● **The task**: Rewrite the lines below as a numbered list, skipping blank lines and omitting the pictures.

=======

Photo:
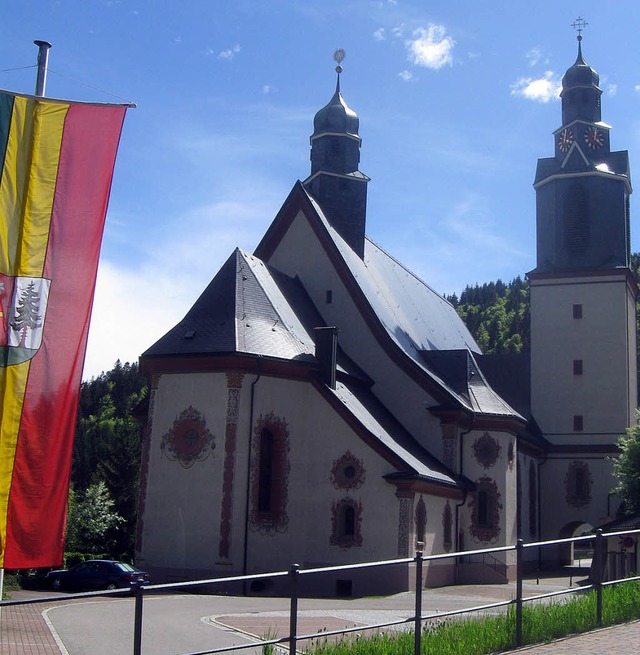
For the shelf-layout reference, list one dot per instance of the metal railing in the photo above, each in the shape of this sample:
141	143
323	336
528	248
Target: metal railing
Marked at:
295	572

=======

● **Correct response**:
1. Photo:
2. For the shelf-layout reference, list one dot per instance of the metal railing in the photo above, each in the shape of this sample:
3. 141	143
4. 323	336
5. 528	248
6. Target: metal railing
7. Marked at:
8. 295	572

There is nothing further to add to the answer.